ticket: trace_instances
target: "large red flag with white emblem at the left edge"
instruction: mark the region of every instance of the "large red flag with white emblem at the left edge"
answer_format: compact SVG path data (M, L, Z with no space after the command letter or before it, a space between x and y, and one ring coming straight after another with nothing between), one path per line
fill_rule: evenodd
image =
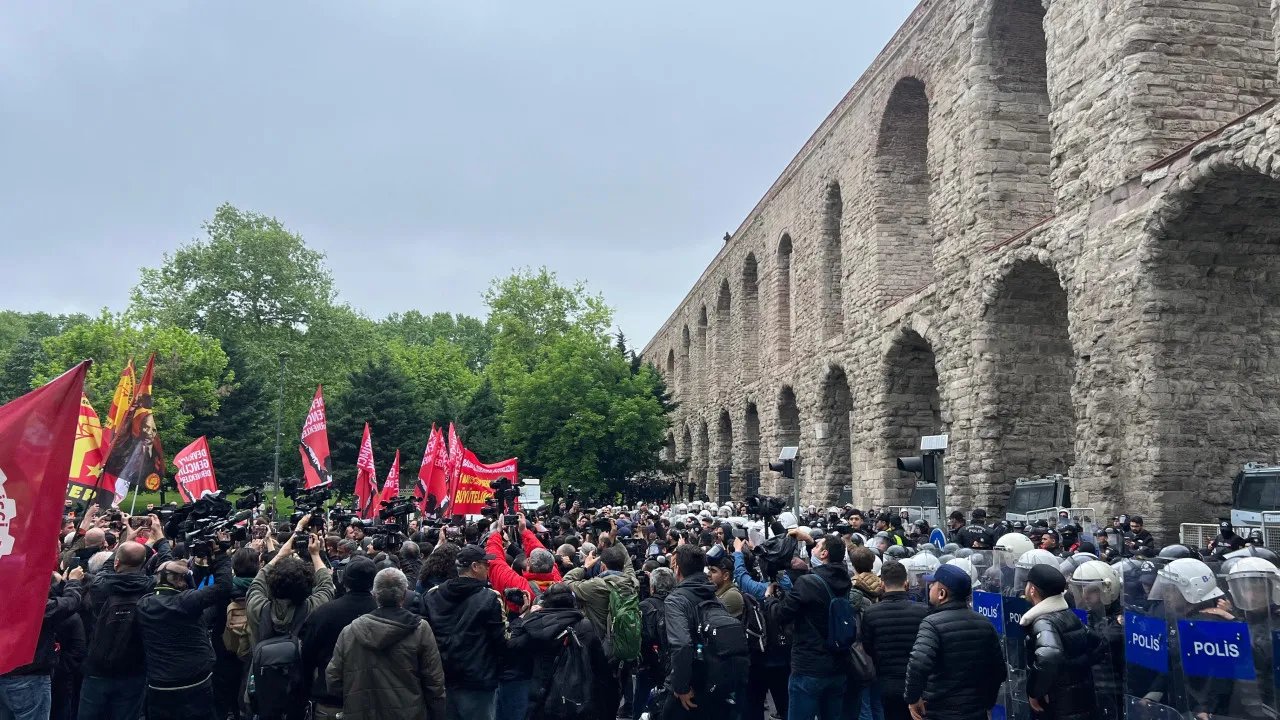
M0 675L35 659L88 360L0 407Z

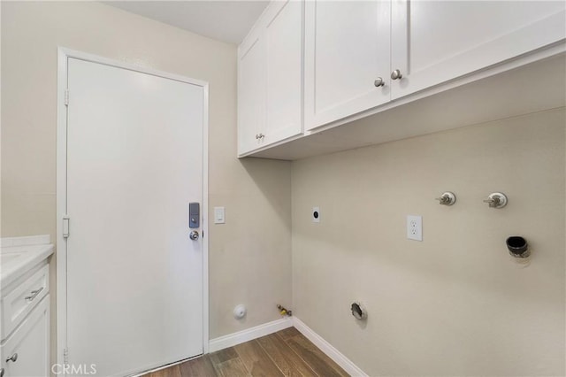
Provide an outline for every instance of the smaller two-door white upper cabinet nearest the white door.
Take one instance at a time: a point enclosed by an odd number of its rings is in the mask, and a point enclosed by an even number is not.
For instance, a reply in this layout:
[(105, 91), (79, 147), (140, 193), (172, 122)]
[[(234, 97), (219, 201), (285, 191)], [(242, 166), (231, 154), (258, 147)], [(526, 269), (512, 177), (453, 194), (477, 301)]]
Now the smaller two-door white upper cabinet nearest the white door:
---
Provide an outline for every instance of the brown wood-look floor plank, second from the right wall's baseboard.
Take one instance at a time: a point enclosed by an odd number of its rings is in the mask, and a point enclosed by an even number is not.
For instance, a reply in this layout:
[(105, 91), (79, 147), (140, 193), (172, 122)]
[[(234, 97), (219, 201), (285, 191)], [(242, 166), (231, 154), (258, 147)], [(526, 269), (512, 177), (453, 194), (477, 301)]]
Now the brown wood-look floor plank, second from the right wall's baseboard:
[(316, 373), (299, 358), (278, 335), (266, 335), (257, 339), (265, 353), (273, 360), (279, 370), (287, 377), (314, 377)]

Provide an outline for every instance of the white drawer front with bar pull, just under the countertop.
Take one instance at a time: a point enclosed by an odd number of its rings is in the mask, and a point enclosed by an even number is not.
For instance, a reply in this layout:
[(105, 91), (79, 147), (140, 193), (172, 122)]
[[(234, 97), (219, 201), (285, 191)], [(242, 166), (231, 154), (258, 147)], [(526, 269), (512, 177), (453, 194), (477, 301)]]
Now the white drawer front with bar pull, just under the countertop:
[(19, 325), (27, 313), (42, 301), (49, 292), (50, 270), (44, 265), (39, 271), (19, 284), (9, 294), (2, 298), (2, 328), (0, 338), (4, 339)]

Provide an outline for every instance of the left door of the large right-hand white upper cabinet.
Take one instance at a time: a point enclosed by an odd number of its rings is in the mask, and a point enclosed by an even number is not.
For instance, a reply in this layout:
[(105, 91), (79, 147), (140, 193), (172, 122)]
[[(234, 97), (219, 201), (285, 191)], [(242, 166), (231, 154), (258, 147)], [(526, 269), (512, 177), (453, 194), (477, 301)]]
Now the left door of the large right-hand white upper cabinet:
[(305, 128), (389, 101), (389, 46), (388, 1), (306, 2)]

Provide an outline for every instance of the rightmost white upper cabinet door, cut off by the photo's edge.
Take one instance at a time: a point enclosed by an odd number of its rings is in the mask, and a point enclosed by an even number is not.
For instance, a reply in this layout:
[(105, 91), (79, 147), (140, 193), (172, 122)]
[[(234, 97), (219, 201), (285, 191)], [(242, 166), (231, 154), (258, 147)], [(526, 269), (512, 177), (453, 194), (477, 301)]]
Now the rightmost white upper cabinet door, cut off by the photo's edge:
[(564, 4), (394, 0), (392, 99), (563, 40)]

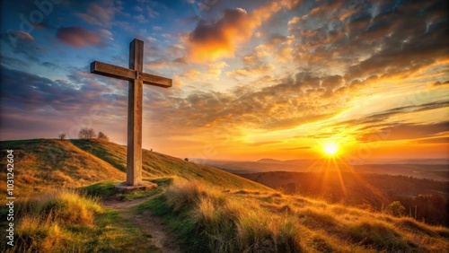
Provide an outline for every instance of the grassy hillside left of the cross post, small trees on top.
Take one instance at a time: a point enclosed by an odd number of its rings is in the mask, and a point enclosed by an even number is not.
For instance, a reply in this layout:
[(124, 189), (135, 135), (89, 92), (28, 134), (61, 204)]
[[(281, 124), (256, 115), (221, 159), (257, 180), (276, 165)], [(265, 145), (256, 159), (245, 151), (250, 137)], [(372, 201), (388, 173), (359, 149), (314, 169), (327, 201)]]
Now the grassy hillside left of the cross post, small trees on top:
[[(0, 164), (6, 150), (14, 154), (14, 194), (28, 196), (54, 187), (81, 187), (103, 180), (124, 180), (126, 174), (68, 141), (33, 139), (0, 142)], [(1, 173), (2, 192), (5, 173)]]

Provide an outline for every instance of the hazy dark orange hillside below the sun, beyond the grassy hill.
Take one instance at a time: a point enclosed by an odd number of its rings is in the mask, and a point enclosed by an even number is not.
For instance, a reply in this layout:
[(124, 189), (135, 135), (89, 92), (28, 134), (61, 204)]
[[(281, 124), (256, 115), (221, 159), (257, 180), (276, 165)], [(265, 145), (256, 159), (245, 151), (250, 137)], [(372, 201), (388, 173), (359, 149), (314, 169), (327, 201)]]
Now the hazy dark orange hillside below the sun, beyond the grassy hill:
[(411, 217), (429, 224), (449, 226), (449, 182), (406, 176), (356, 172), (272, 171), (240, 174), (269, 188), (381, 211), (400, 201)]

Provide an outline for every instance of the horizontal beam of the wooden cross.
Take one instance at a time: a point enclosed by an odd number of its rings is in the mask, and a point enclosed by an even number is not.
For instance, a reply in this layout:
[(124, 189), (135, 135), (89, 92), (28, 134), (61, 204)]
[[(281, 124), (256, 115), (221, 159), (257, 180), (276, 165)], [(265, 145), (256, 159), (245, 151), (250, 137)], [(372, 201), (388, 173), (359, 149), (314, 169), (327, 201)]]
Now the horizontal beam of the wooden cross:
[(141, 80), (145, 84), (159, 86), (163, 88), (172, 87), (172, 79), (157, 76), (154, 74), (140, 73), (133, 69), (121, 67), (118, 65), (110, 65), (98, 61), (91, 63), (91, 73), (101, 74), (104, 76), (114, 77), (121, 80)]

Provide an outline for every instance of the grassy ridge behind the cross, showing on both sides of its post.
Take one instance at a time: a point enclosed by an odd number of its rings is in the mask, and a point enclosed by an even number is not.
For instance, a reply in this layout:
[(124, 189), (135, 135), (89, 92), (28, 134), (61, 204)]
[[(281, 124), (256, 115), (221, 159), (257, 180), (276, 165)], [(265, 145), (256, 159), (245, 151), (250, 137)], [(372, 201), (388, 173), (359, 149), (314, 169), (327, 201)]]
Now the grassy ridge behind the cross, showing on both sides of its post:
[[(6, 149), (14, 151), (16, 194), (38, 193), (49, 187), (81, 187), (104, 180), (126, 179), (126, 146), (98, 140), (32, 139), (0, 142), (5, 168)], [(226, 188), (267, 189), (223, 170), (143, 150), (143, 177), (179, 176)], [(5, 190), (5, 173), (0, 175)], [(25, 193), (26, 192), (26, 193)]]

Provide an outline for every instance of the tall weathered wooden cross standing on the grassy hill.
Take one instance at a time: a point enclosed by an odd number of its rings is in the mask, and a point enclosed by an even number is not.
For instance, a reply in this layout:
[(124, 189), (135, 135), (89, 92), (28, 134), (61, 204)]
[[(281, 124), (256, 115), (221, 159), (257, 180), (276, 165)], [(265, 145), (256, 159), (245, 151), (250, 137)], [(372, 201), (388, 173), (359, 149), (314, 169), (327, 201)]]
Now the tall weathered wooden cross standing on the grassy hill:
--
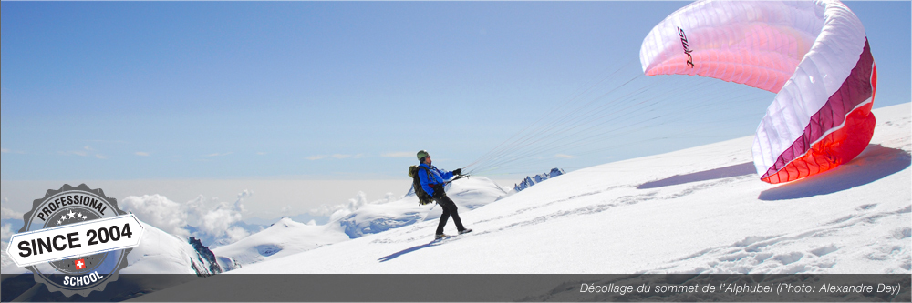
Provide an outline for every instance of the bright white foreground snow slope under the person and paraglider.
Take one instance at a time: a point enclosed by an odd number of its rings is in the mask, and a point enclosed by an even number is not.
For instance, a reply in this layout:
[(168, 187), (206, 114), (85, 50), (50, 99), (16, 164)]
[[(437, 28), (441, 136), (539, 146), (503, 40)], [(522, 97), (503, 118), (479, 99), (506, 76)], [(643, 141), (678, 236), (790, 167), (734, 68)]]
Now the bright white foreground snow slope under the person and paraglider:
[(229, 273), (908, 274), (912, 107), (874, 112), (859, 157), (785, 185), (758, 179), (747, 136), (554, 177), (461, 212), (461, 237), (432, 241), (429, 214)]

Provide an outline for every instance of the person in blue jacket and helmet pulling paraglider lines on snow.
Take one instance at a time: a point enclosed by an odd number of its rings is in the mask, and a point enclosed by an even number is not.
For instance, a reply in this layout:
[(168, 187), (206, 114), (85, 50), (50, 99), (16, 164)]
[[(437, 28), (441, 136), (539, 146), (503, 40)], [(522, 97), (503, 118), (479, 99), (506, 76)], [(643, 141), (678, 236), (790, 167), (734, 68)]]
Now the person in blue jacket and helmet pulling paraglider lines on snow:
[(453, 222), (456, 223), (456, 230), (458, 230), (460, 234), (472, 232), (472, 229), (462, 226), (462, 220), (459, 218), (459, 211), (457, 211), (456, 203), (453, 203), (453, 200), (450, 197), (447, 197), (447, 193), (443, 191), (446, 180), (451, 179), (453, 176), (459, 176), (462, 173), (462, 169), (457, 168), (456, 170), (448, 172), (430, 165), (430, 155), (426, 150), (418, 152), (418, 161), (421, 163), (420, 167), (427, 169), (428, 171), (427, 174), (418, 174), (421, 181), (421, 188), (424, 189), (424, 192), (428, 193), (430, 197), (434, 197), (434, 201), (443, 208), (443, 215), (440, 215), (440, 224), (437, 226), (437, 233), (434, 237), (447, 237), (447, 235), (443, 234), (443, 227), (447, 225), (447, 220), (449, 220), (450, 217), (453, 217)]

## TASK REQUIREMENTS
Could you transcribe the entries above word for word, from the line with "ticket: trace_instances" down to the line with "instruction: mark the", keeping both?

## TASK RESPONSE
ticket: trace_instances
target: "large red flag with white emblem at the left edge"
instruction: mark the region of every instance of the "large red flag with white emblem at the left edge"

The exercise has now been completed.